[Position annotation rows]
▼

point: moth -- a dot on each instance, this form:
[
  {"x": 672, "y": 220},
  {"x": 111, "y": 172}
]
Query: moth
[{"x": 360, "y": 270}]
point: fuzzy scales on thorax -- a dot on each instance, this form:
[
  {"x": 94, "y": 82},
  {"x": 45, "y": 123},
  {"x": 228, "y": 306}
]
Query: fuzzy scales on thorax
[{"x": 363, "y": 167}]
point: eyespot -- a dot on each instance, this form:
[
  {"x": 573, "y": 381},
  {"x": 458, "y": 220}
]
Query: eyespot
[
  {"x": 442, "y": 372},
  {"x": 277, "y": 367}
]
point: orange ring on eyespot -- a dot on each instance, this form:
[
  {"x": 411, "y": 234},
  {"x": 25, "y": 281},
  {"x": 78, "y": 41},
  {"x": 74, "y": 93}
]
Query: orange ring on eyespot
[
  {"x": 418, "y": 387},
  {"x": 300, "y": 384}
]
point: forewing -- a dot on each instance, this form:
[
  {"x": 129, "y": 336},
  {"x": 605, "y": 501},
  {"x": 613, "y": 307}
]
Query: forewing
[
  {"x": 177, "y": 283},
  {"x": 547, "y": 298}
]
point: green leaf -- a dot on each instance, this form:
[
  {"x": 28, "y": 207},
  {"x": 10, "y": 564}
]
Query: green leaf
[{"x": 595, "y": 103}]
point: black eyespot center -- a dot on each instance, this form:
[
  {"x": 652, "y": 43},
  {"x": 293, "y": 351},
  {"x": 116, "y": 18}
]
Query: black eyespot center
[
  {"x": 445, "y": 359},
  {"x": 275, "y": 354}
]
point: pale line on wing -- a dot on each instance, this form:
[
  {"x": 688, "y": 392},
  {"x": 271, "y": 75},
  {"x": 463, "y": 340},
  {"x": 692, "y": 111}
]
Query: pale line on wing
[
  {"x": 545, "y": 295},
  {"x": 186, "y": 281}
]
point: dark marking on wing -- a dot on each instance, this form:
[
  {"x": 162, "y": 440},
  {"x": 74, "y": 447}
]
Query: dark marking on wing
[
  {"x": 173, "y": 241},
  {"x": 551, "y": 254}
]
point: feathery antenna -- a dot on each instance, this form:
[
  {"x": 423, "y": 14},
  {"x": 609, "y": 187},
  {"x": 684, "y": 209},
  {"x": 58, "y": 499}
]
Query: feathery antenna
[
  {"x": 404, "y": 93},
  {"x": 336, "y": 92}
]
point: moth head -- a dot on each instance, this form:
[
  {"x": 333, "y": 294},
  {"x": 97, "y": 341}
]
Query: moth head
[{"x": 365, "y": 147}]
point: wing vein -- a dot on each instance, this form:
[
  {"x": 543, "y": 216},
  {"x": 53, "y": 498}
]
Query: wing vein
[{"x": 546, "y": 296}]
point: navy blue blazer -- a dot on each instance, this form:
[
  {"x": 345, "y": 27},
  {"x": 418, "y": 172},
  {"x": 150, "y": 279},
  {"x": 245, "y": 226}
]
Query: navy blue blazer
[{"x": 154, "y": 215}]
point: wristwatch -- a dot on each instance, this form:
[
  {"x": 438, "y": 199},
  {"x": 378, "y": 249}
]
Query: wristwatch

▲

== YOUR INSTRUCTIONS ==
Retype, character for character, the part of the rows that opens with the line containing "point: moth head" and runs through the end of the rows.

== FINAL RESULT ==
point: moth head -- a dot on each instance, this form:
[
  {"x": 333, "y": 294},
  {"x": 97, "y": 341}
]
Query: moth head
[{"x": 365, "y": 147}]
point: wing vein -- a dot on each instance, this form:
[
  {"x": 543, "y": 216},
  {"x": 53, "y": 498}
]
Query: wing vein
[{"x": 546, "y": 296}]
point: navy blue blazer -- a dot on each instance, this form:
[
  {"x": 345, "y": 27},
  {"x": 418, "y": 172},
  {"x": 150, "y": 279},
  {"x": 245, "y": 226}
]
Query: navy blue blazer
[{"x": 154, "y": 215}]
point: wristwatch -- a dot on each instance, this form:
[
  {"x": 438, "y": 199},
  {"x": 378, "y": 249}
]
Query: wristwatch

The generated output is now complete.